WHAT YOU WILL DO —
From the first line to the last, reproduce the material exactly.

AVAILABLE DATA —

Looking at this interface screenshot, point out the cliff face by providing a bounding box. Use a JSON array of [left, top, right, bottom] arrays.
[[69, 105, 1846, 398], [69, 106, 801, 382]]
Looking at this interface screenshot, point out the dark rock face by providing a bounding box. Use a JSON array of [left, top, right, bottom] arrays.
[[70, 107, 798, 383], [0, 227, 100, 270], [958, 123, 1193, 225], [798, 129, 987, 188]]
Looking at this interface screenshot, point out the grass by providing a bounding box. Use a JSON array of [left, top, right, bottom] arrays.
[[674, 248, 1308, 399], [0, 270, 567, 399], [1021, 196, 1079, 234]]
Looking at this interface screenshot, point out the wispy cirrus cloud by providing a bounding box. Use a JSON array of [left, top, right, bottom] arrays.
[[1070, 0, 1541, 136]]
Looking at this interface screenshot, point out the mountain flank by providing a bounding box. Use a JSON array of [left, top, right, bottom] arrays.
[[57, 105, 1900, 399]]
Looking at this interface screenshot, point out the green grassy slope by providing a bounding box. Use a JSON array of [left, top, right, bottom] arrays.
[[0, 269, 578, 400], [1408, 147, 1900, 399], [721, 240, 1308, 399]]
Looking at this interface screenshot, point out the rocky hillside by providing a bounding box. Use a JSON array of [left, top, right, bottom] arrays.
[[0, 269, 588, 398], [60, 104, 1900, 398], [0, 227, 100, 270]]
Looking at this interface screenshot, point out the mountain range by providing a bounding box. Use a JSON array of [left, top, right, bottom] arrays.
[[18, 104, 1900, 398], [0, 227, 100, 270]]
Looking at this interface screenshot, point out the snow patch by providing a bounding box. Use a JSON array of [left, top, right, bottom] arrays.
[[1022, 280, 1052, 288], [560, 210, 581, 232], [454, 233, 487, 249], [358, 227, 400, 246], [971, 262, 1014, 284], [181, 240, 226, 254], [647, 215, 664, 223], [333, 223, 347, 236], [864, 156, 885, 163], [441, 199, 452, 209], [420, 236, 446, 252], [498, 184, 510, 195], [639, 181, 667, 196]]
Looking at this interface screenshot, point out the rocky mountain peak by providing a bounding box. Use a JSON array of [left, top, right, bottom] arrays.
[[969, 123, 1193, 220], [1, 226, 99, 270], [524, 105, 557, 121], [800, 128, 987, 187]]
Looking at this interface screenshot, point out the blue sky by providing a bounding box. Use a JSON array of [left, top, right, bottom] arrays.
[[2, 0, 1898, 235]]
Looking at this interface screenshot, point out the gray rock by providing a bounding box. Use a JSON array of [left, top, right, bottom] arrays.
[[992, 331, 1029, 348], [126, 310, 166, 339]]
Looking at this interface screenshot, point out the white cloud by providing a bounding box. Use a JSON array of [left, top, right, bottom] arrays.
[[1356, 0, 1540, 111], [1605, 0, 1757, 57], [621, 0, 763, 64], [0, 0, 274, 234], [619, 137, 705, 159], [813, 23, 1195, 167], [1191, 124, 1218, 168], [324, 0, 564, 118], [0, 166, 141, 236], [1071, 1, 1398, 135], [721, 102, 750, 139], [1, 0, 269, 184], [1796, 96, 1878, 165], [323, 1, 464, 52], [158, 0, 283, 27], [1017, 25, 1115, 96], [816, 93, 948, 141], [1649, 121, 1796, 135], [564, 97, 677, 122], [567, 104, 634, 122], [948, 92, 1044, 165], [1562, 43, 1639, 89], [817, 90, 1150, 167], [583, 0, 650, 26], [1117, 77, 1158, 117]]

ANSWER TO THIS TASK —
Looking at this interface screenshot, point out the cliff face by providing a bounding box. Use a JSON array of [left, top, right, bottom] arrays.
[[69, 105, 1846, 398], [69, 106, 801, 382]]
Looking at this interface screenshot, point out the dark rock face by providing a bounding box. Use a JSON array of [left, top, right, bottom] arrays.
[[70, 107, 798, 383], [0, 227, 100, 270], [958, 123, 1193, 225], [798, 129, 987, 188]]
Looking at this interface screenshot, point out the grass by providing a bounding box. Use a JSON array of [left, top, right, bottom] arrays.
[[674, 248, 1308, 399], [0, 270, 567, 399], [1021, 196, 1079, 234]]
Looking at this interface screenshot, point out the wispy cirrus cloud by providing a bounding box. Use a JSON array of [left, top, right, bottom] arrays.
[[1070, 0, 1541, 136]]
Looking at this interface screenshot, point out the mountain flank by providing a bounding box. Use a JSON array of [left, top, right, bottom] arrays.
[[57, 105, 1900, 399]]
Looking at this interface screenshot, point out the green grassy slope by providing a bounding box. Use a JSON array of [left, top, right, bottom] arrays.
[[0, 269, 578, 400], [1408, 147, 1900, 399], [721, 240, 1308, 399]]
Looking at this interface screenshot, point out the rocky hillside by providing a bounding box. Use a JSON array of [left, top, right, bottom] arrays.
[[0, 269, 588, 398], [60, 104, 1900, 398], [0, 227, 100, 270]]
Looking at this interface screenshot, point out the mountain range by providing a bounding box. Use a JSON array of [left, top, right, bottom] arrays.
[[18, 104, 1900, 398], [0, 227, 100, 270]]
Looking at this interface screenshot, point out the snow patch by providing a bounding box. Use a JSON array of [left, top, right, bottom] arrays.
[[1022, 280, 1052, 288], [560, 210, 581, 232], [454, 233, 487, 249], [358, 227, 400, 246], [971, 262, 1014, 284], [181, 240, 226, 254], [647, 215, 664, 223], [333, 223, 347, 236], [864, 156, 885, 163], [441, 199, 452, 209], [420, 236, 446, 252], [498, 184, 510, 195], [639, 181, 667, 196]]
Looking at this interface screenshot, point out the rocky mountain peak by providing a bounding box. Use a JSON array of [left, top, right, bottom] arrays.
[[969, 123, 1193, 220], [1, 226, 99, 270], [524, 105, 557, 121], [800, 128, 987, 187]]
Looking at this interface screenshot, point out the blue sky by providing a bounding box. Use a JSON array of [left, top, right, bottom] arrays.
[[2, 0, 1898, 235]]
Looking at this interface screenshot, point out the gray rock by providing a bounding box. Use a JSON array of [left, top, right, bottom] arrays.
[[992, 331, 1029, 348], [126, 310, 166, 339]]
Looking at this interface screenshot, point out the white cloud by providing a bounding box. Use a JSON array of [left, top, right, bottom] arrays.
[[1356, 0, 1540, 111], [1605, 0, 1757, 57], [621, 0, 763, 64], [0, 0, 274, 234], [619, 137, 705, 159], [813, 23, 1195, 167], [1191, 124, 1218, 168], [324, 0, 564, 118], [0, 166, 141, 236], [1071, 1, 1398, 135], [721, 102, 750, 139], [1, 0, 269, 184], [1796, 96, 1878, 165], [323, 1, 464, 52], [158, 0, 283, 27], [1017, 25, 1115, 96], [816, 93, 948, 141], [1649, 121, 1796, 135], [564, 97, 677, 122], [567, 104, 634, 122], [948, 92, 1044, 165], [1562, 43, 1639, 89], [817, 90, 1150, 167], [583, 0, 650, 26], [1117, 77, 1158, 117]]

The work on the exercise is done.